### Activity
Among the entries, find each line that includes the string "post" and list it.

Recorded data

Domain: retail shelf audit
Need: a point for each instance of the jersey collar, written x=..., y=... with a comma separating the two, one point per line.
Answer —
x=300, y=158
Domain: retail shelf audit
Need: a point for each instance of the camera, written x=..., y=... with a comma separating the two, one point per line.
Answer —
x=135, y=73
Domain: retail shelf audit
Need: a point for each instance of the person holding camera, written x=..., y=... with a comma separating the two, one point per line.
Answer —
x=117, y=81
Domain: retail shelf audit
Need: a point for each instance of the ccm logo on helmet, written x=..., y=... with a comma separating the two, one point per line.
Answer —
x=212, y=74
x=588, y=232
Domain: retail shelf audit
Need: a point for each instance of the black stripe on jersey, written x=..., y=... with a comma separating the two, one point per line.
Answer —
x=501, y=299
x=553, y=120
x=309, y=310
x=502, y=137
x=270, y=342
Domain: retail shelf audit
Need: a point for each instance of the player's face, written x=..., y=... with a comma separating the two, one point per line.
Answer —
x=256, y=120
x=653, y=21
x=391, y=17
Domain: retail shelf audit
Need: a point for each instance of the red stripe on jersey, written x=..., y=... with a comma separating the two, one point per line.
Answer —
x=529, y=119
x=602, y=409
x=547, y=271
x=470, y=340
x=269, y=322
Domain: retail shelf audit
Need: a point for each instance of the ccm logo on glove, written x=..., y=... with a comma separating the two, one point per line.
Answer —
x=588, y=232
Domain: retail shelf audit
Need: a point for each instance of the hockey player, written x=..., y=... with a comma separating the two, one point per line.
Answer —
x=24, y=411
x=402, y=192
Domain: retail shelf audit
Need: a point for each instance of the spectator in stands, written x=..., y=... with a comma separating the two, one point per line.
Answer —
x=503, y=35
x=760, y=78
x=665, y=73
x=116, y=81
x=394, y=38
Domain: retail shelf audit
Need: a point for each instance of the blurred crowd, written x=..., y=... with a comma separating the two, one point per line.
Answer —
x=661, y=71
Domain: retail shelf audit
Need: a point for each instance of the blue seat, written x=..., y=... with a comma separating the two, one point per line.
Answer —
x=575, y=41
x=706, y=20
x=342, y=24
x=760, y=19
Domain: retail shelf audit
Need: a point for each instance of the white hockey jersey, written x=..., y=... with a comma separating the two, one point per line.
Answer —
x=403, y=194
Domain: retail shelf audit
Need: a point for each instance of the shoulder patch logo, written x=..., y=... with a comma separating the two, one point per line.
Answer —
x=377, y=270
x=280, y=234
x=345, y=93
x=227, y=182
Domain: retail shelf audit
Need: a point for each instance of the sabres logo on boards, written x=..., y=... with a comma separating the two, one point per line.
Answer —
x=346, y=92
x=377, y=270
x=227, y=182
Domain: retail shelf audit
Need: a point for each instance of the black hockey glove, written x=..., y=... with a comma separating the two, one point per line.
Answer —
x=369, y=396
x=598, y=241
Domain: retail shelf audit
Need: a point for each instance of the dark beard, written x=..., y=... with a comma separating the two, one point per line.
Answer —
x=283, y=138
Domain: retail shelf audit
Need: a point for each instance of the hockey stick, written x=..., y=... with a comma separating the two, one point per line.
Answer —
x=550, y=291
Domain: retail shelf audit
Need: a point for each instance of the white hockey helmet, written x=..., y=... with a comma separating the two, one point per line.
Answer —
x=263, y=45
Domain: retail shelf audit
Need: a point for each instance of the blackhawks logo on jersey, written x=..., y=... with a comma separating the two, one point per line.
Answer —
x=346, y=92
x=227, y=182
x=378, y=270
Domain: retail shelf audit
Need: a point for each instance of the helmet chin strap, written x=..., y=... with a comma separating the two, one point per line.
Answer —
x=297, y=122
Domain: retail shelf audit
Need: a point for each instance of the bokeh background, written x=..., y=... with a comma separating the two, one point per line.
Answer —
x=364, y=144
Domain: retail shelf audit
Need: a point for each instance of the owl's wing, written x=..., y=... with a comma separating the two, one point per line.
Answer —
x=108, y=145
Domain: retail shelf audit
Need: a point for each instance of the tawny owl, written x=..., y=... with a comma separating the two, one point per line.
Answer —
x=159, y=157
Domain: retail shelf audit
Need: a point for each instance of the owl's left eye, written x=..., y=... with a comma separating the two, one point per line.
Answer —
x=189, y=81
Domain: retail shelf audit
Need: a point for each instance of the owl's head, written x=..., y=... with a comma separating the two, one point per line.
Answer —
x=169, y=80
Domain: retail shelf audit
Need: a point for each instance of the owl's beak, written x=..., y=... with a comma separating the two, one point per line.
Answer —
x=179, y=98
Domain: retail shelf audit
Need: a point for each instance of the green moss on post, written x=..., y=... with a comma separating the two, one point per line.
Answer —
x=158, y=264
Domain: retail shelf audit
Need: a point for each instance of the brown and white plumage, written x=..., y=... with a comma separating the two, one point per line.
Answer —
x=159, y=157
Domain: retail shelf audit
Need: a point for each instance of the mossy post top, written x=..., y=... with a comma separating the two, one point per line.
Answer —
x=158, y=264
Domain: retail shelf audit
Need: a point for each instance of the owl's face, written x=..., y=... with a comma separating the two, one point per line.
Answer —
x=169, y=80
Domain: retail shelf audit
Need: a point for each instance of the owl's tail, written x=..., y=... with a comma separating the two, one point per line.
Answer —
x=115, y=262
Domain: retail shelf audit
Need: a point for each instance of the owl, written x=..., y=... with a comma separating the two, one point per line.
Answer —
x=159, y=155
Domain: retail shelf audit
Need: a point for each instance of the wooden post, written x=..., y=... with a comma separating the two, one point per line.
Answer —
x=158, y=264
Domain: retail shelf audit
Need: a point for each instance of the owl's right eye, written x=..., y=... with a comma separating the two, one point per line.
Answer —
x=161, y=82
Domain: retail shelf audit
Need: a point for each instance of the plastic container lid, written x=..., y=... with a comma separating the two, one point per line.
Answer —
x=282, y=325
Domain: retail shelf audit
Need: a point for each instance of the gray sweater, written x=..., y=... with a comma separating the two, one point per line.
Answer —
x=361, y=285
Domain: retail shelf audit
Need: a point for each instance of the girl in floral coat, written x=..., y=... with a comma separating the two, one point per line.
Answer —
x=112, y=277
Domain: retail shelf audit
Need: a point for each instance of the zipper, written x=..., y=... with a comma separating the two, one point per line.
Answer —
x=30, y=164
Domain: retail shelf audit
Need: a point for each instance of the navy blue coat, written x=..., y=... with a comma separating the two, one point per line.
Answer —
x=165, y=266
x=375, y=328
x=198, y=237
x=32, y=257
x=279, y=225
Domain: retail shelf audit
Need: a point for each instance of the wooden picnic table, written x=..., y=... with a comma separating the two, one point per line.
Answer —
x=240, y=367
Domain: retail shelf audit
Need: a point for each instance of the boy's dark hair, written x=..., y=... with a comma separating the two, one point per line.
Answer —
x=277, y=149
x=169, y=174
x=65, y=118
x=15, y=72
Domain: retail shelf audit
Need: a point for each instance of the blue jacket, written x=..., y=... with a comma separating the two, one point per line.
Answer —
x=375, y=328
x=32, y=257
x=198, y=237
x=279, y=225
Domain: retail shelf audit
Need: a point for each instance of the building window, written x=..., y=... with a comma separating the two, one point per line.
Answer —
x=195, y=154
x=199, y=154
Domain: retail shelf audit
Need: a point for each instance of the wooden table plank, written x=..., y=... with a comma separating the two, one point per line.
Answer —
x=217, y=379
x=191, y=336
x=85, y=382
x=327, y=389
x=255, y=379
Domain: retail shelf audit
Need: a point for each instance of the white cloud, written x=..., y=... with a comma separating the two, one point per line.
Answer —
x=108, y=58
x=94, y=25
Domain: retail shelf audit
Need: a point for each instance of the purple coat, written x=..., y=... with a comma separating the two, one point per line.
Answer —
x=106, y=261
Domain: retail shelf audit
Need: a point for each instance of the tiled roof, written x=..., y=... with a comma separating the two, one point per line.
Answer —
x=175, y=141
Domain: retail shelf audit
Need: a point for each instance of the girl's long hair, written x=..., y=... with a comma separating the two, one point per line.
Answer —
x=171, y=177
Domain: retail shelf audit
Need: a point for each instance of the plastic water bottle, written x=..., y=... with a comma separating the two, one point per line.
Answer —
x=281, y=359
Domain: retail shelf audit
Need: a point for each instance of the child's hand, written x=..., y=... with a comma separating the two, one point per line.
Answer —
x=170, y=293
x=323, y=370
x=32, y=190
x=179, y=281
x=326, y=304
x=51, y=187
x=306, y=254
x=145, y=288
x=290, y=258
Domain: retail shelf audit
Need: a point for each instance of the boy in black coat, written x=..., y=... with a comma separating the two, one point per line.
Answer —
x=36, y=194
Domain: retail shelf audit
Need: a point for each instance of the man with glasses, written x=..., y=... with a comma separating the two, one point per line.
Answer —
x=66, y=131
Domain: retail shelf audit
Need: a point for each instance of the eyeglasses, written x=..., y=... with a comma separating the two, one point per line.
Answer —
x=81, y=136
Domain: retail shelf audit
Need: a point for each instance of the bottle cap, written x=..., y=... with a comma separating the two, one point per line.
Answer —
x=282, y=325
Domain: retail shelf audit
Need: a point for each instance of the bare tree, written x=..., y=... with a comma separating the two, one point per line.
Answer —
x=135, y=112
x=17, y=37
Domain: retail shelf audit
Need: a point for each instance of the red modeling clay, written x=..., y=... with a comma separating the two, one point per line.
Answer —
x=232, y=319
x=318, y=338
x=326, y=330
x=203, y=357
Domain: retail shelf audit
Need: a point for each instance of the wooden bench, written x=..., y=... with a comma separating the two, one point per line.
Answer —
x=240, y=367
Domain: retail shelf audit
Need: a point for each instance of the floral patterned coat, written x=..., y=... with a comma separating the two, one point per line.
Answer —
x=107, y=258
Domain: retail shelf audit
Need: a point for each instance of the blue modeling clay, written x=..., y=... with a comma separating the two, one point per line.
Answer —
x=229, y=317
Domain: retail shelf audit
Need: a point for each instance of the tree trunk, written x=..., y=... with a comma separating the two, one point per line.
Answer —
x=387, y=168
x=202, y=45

### Answer to this task
Need: a point for each instance of the green moss on post, written x=..., y=... with a comma separating the two, one point per line.
Need: a point for each instance of the mossy post top, written x=..., y=... with a comma separating the two, one point per line.
Need: a point for each instance of the wooden post, written x=..., y=... with a comma separating the two, one point per line.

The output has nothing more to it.